### The problem
Reproduce, unchanged, everything in the listing from the line containing "FIND: bare branch" down to the line containing "column 183, row 37", including both of those lines.

### Material shown
****************************************

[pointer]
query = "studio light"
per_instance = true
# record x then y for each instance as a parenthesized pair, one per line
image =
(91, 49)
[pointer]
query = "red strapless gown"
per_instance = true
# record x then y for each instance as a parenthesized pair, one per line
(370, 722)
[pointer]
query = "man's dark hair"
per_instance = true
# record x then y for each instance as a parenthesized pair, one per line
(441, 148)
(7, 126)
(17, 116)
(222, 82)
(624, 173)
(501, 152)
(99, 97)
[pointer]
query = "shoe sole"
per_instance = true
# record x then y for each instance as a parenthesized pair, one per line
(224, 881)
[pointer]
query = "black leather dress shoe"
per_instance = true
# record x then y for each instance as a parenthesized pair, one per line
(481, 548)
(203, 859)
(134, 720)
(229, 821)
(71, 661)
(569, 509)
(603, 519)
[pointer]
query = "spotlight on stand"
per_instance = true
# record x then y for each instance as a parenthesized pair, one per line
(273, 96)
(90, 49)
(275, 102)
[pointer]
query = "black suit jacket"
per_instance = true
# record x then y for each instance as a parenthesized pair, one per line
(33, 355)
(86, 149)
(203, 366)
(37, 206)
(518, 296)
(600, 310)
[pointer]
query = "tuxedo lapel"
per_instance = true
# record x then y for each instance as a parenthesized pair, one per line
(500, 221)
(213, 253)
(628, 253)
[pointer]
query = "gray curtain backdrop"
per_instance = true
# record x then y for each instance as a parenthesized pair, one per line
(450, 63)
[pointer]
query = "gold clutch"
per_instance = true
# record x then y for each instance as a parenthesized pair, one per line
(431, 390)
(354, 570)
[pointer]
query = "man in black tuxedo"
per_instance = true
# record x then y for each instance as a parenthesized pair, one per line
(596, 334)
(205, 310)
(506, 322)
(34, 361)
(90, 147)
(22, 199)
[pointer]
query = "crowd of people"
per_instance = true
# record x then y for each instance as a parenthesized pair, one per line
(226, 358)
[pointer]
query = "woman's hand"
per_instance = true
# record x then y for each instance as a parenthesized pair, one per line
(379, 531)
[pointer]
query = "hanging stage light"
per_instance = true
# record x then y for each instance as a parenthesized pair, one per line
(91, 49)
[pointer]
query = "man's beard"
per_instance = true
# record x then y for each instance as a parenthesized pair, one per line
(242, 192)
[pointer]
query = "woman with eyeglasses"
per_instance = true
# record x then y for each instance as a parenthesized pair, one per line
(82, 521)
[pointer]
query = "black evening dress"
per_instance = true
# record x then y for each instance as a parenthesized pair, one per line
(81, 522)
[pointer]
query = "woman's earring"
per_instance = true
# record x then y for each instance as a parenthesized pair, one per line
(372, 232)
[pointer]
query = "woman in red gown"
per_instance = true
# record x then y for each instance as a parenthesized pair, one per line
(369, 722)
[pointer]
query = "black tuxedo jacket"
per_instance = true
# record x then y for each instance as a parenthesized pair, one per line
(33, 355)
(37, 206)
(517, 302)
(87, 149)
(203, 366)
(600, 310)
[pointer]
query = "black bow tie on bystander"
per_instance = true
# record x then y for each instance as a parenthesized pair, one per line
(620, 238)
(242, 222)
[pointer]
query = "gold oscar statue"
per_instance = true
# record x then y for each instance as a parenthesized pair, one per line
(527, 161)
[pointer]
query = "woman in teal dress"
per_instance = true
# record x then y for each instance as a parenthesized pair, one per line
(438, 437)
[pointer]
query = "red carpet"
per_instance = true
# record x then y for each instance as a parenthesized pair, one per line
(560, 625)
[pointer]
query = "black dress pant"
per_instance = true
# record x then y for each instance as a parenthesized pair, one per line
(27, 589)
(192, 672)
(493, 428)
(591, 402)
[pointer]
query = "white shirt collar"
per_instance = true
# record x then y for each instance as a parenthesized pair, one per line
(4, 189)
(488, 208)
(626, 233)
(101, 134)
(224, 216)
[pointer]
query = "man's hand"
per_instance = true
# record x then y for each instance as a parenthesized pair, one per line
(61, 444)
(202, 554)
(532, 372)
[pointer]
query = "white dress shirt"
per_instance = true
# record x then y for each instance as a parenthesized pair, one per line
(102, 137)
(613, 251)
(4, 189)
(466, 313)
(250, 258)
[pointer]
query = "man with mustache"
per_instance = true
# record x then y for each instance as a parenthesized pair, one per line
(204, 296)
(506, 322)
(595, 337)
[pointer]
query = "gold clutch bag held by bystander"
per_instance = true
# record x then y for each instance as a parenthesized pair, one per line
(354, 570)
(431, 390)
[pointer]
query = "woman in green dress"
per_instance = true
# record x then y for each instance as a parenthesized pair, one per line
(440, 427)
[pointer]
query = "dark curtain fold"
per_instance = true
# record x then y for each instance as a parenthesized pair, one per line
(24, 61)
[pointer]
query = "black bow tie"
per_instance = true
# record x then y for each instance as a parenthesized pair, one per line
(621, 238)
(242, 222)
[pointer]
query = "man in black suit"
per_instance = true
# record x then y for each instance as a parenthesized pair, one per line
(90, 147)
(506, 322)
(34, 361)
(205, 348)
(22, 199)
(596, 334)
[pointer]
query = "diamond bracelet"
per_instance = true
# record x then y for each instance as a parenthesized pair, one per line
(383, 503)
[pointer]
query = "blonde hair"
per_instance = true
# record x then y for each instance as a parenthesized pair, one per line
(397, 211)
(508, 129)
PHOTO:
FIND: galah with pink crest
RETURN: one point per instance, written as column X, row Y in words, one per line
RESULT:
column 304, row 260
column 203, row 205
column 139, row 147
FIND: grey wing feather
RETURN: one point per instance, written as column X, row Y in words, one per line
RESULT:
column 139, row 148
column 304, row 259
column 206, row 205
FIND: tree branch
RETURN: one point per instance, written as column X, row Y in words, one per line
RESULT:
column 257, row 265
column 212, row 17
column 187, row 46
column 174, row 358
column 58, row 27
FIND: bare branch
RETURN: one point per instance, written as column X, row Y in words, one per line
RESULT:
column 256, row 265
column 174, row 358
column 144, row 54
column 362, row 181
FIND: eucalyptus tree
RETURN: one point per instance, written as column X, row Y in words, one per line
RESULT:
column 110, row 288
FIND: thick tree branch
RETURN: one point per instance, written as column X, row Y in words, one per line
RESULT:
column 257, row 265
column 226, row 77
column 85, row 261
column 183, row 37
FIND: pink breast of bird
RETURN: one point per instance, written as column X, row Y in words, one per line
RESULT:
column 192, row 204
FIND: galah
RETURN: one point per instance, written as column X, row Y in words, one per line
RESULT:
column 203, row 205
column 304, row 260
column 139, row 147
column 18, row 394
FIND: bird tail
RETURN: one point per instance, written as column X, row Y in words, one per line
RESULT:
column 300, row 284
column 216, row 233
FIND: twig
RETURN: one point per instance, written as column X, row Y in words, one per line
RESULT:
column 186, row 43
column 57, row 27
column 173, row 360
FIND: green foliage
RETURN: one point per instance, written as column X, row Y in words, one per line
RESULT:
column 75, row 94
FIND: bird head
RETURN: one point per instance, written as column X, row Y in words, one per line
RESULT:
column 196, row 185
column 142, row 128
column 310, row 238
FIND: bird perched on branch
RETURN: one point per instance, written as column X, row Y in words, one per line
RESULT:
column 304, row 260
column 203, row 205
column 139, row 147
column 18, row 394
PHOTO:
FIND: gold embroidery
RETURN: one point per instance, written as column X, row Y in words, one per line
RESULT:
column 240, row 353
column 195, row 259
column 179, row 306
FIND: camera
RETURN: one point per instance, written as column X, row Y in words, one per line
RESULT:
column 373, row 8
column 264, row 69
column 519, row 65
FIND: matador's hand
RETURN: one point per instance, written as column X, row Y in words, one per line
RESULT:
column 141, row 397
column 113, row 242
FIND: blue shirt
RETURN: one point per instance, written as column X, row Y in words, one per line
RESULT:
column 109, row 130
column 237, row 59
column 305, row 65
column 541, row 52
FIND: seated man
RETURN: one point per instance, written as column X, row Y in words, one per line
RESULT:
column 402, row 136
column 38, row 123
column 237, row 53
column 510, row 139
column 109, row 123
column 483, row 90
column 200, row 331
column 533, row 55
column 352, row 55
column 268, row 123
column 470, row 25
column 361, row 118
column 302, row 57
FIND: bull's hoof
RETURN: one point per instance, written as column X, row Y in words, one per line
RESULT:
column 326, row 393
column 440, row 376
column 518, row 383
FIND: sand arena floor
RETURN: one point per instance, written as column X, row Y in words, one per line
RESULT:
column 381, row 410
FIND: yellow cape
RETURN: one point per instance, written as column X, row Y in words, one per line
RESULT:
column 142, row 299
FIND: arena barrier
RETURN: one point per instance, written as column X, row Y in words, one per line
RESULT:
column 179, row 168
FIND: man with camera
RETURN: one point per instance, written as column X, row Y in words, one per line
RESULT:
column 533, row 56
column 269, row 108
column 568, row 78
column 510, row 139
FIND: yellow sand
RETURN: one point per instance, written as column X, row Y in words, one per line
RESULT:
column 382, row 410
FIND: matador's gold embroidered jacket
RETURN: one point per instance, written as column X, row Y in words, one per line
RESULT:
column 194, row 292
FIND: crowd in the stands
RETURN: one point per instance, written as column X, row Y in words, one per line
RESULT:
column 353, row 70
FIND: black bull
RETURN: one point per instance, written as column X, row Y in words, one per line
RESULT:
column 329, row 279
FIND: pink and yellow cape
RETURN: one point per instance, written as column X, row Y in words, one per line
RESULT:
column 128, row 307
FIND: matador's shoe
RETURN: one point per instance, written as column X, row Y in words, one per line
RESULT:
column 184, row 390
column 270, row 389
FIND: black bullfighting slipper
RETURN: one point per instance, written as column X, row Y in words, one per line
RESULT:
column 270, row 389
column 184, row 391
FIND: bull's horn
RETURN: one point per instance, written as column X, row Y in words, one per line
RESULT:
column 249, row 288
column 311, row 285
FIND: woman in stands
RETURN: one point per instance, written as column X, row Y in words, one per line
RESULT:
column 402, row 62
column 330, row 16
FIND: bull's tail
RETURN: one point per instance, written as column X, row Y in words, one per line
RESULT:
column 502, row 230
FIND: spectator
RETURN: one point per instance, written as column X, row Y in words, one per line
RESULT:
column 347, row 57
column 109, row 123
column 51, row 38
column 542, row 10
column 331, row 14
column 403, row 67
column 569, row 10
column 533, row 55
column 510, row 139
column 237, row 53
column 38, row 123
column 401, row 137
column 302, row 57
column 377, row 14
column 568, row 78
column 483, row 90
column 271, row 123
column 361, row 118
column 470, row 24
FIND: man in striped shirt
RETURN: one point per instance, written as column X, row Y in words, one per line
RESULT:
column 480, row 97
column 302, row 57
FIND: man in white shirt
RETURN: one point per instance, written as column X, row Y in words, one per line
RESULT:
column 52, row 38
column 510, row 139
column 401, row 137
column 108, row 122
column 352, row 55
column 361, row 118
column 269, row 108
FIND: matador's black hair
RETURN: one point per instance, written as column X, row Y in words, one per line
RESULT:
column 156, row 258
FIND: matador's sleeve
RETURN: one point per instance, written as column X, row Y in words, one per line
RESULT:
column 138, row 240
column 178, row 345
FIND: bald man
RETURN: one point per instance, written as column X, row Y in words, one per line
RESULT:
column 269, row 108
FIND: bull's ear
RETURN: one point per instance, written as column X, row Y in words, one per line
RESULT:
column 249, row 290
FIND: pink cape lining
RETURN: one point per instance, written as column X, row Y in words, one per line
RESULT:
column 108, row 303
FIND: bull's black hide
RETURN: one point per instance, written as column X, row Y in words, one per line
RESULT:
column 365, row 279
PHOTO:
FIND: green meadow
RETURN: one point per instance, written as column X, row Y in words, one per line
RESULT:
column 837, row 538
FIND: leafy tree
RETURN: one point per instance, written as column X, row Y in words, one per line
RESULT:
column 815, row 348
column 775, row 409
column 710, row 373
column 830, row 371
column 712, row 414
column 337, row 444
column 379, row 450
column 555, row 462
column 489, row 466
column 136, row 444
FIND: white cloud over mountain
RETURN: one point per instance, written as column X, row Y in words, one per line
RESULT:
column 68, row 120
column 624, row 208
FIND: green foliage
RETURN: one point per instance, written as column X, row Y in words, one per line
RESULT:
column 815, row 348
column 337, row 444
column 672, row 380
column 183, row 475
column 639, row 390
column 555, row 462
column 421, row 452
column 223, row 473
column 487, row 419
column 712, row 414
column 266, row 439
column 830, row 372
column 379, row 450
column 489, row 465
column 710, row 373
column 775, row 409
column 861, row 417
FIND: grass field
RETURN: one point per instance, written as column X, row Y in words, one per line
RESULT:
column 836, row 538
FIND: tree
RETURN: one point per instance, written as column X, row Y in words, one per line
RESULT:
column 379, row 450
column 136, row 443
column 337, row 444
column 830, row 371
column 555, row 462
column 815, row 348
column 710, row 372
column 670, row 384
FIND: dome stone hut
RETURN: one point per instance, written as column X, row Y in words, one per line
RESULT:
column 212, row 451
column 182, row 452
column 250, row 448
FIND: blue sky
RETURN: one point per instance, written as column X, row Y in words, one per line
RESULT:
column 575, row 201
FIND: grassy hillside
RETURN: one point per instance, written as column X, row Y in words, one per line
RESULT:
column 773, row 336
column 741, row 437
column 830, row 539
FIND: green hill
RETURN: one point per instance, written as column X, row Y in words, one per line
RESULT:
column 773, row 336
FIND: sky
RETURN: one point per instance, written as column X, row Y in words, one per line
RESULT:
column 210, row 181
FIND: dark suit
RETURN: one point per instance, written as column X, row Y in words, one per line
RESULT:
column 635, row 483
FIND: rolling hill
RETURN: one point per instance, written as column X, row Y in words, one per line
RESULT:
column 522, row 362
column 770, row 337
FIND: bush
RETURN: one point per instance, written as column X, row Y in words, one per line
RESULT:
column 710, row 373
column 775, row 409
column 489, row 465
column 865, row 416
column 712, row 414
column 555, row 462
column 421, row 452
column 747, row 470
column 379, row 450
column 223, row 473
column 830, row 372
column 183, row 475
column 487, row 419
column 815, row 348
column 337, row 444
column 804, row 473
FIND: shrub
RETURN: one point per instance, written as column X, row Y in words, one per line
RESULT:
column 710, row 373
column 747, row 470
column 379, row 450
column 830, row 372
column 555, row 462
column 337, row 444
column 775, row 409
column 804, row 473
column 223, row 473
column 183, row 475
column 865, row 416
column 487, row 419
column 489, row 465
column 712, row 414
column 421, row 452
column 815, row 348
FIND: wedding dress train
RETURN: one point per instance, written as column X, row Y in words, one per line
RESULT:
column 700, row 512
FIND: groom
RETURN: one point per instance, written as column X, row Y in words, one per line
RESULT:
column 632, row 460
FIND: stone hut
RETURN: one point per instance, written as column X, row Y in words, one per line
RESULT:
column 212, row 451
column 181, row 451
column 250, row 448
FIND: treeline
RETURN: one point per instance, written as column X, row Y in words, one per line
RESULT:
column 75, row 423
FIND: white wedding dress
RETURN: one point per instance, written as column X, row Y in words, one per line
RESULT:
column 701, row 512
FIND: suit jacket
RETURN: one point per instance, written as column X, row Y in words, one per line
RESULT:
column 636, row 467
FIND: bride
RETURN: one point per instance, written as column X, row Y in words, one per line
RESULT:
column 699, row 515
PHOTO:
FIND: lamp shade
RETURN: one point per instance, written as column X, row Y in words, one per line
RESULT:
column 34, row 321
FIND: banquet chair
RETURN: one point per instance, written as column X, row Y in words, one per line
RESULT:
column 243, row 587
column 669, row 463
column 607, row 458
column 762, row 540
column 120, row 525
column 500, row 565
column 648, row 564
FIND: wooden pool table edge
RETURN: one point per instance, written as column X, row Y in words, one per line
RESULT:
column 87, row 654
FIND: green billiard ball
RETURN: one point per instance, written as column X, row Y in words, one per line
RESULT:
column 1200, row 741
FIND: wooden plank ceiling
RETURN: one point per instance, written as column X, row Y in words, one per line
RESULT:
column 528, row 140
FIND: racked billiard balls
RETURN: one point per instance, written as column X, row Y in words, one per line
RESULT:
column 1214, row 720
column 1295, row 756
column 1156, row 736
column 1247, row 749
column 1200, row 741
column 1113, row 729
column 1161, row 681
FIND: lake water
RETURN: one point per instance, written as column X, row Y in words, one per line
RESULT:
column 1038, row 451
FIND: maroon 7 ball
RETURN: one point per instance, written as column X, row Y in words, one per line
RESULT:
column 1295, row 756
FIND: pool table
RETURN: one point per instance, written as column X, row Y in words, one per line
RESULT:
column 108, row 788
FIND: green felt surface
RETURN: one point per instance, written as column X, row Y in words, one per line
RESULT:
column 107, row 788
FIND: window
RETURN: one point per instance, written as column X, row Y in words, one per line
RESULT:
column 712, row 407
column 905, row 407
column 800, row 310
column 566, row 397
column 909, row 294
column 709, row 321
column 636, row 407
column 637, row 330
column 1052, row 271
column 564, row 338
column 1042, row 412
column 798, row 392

****************************************

### Final answer
FIND: bare branch
RETURN: one point per instance, written as column X, row Y in words, one per line
RESULT:
column 256, row 265
column 174, row 358
column 144, row 54
column 362, row 181
FIND: eucalyptus tree
RETURN: one point per instance, written as column X, row Y in words, one per line
RESULT:
column 110, row 288
FIND: thick tree branch
RETURN: one point per instance, written as column X, row Y in words, one per line
RESULT:
column 257, row 265
column 226, row 77
column 85, row 261
column 183, row 37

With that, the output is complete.